COMPLETE THE FOLLOWING
A - Who wrote The King of the Sea, according to the book review?
B - Please write out the passage of the book review starting at "The ‘Age of" and ending at "true and false.".

TEXT SHOWN
○ ○ ○

'The King of the Sea' book review: Wisdom quotes for all occasions

A difficult read, the writing offers an alphabet soup of prose, poetry, metaphysics and the outright absurd
'The King of the Sea' book review: Wisdom quotes for all occasions

The ‘Age of Anxiety’ provides ample scope for prophets, poets and philosophers. We turn from Nostradamus to Nietzsche to demystify events for us. Given the short attention span of the modern reader, aphorisms supply all that our burdened brains and fevered imaginations can handle. Plain language and simple sentences that sound profound are reassuring. Every generation has its sages true and false.

Kahlil Gibran’s The Prophet was the go-to book for the American Counterculture of the 60s and the New Age movement of the 70s and 80s. Somewhat in the same vein is The King of the Sea, authored by yoga practitioner and musician Nandan Gautam. Describing it as a metaphysical novel, the author writes that it is also ‘a journal and a musical odyssey’. Of these, the last claim has the most substance: he has created two musical albums, available on YouTube, as companions to the book. A considerate gesture, because the music is relaxing and soulful. Undemanding.

○ ○ ○

SUPPLIED RECORDS
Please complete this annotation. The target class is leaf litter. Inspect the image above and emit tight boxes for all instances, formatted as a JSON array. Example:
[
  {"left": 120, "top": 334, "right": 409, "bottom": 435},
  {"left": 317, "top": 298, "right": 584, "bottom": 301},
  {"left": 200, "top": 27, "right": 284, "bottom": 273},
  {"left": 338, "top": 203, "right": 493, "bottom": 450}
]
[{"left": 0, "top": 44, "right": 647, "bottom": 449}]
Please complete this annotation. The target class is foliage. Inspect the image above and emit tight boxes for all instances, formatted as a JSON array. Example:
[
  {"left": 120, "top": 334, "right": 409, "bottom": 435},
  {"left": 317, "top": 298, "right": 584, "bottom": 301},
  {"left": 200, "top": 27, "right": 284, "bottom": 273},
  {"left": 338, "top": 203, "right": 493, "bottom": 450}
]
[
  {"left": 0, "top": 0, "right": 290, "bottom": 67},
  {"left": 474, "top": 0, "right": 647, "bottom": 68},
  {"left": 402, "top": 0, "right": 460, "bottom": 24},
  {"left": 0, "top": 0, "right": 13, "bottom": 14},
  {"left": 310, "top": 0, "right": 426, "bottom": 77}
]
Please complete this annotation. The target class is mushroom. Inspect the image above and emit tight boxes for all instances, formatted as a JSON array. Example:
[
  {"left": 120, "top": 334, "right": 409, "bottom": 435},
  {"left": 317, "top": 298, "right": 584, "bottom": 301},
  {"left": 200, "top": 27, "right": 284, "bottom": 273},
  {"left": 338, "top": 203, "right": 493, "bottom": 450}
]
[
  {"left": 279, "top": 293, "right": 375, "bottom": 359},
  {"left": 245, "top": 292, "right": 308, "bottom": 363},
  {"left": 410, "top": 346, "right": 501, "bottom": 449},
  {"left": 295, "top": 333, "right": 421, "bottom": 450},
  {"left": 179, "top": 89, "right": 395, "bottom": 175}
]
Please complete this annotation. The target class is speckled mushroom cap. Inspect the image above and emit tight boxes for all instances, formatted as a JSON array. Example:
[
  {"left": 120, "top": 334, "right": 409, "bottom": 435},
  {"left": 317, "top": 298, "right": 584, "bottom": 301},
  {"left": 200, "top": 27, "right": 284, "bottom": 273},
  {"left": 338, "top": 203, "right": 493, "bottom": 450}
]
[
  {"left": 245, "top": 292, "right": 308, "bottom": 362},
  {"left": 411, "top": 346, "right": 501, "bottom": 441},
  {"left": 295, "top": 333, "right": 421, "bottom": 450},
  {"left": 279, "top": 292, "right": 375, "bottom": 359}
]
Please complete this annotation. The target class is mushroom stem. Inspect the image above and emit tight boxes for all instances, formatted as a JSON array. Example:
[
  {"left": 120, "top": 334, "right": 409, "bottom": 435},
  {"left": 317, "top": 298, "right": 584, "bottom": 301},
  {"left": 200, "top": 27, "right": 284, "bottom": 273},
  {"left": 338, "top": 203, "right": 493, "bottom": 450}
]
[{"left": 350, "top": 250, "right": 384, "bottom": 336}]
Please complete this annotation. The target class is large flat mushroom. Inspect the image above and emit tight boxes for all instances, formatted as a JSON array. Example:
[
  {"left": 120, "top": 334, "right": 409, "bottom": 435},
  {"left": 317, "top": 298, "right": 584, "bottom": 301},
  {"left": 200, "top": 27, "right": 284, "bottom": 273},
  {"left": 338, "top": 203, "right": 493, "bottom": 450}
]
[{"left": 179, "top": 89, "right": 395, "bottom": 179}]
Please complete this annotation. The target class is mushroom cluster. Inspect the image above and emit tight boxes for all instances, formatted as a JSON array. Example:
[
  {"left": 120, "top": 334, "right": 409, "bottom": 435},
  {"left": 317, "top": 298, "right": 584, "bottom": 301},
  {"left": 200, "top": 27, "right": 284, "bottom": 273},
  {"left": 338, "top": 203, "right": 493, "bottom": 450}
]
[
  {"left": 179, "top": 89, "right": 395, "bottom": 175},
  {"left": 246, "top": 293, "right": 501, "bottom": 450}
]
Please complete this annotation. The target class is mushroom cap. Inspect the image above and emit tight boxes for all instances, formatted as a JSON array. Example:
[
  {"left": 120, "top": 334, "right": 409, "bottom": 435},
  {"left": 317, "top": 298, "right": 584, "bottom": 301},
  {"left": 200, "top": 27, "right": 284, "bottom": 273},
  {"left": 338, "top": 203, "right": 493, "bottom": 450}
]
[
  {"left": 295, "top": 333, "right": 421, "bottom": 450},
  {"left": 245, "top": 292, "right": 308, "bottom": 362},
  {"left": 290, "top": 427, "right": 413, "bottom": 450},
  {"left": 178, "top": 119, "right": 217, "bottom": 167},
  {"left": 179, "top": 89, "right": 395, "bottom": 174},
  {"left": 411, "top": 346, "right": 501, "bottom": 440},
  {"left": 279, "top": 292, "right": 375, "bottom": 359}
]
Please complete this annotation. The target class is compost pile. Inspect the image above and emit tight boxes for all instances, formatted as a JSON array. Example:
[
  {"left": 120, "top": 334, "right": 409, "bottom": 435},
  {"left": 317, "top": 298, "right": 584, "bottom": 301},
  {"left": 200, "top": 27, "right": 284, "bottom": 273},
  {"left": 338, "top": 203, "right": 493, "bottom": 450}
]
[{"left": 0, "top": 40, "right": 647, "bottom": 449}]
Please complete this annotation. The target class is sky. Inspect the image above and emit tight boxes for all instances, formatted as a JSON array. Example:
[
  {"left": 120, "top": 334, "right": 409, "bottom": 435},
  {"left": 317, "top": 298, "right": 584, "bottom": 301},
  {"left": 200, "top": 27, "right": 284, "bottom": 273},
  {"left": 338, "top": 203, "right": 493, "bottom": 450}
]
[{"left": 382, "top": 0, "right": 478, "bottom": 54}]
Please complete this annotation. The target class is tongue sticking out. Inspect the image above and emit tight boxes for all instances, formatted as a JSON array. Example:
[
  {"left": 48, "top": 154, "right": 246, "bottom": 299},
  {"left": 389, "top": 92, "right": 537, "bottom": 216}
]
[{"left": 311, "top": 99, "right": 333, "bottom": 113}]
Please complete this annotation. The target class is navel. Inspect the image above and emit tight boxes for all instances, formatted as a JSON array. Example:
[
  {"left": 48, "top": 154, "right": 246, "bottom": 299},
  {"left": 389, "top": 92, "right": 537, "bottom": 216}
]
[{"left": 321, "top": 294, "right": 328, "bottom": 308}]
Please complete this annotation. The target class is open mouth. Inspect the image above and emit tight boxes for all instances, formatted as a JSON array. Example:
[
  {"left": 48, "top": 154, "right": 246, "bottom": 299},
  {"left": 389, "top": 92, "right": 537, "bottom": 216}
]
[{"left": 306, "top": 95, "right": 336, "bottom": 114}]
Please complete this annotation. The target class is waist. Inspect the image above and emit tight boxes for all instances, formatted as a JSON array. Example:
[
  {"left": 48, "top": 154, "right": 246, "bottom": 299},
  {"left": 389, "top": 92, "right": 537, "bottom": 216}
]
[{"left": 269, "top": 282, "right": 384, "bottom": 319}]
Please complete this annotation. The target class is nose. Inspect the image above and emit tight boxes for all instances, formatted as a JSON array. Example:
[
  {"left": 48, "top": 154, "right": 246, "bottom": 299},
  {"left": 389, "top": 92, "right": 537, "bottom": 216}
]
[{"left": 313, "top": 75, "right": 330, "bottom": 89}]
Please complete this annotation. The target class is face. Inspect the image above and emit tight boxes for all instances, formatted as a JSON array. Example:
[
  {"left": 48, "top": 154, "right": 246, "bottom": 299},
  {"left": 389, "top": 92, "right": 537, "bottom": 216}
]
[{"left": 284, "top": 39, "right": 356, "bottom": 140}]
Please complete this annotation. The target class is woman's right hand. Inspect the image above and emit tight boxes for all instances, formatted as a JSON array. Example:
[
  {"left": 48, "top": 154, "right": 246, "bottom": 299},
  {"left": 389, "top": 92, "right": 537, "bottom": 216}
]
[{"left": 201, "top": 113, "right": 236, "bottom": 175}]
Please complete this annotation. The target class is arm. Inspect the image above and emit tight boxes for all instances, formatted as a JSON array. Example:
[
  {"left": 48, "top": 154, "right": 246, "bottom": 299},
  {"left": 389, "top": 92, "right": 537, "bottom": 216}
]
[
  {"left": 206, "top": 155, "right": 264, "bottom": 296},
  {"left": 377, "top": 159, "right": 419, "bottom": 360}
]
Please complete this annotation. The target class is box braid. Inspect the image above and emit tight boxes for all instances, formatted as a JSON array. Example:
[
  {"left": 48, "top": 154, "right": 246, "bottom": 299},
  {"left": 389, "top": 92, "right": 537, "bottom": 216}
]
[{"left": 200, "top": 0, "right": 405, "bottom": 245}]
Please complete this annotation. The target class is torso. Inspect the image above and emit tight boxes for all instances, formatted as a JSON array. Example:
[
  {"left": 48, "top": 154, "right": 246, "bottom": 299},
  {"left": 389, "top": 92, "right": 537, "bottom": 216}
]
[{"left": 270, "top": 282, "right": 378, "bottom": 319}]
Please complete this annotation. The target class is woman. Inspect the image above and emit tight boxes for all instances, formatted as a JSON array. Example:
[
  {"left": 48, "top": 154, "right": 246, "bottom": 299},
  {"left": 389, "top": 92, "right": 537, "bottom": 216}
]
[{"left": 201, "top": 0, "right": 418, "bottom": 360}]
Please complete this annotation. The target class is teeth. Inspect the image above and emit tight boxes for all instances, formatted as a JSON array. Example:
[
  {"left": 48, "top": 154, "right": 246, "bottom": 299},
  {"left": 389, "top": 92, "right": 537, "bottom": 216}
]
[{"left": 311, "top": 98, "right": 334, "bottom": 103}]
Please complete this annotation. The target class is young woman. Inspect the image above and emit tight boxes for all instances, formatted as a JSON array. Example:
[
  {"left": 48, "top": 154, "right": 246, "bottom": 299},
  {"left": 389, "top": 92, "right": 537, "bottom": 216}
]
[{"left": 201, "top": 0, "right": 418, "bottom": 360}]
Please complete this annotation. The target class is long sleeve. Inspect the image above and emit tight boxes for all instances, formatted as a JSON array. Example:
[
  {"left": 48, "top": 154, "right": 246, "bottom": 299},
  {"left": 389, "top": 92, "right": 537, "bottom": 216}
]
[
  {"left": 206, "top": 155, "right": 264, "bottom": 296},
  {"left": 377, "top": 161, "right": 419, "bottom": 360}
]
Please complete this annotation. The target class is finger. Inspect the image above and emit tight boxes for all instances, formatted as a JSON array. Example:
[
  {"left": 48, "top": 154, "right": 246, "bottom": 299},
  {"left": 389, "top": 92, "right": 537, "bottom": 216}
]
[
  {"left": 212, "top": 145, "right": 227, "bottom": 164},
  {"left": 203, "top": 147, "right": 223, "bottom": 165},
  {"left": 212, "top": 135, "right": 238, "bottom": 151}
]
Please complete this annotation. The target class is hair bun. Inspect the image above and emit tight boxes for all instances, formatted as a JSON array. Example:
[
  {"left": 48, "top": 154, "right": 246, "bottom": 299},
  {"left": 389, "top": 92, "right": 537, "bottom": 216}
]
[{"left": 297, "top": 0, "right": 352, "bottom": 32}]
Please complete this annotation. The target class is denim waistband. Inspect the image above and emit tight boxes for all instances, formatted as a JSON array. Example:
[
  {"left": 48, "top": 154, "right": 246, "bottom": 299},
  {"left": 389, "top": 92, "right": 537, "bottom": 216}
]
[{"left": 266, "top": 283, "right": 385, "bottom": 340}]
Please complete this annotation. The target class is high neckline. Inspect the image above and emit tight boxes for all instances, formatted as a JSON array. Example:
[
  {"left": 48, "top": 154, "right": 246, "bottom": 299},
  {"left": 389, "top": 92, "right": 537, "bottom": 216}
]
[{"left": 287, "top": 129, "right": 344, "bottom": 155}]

○ ○ ○

TASK RESULTS
A - Nandan Gautam, a yoga practitioner and musician.

B -
The ‘Age of Anxiety’ provides ample scope for prophets, poets and philosophers. We turn from Nostradamus to Nietzsche to demystify events for us. Given the short attention span of the modern reader, aphorisms supply all that our burdened brains and fevered imaginations can handle. Plain language and simple sentences that sound profound are reassuring. Every generation has its sages true and false.